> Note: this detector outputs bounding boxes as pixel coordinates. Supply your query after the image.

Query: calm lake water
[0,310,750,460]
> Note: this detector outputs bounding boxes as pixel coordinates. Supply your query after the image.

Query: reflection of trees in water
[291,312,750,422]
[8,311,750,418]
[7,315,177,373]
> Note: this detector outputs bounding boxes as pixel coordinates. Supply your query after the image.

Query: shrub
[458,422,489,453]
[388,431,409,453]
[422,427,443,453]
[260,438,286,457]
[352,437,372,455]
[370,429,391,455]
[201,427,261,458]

▶ WHAT IS ASKED: Reproduce all of the items above verbatim, from the first line to the last.

▶ SOLUTION TO THIS TASK:
> Note: this detector outputs bounding boxes as pixel coordinates. Supply your query after the image.

Query: calm lake water
[0,310,750,460]
> Note: this detector outputs bounding boxes as pixel coordinates. Supply your query after the image.

Query: reflection of trees in water
[291,312,750,422]
[8,311,750,418]
[7,315,177,373]
> Note: this detector outputs bounding boxes as pixel coordinates. Supply your query after the image.

Query: shrub
[458,422,489,453]
[388,431,409,453]
[422,427,443,453]
[260,438,286,457]
[352,437,372,455]
[370,429,391,455]
[201,427,261,458]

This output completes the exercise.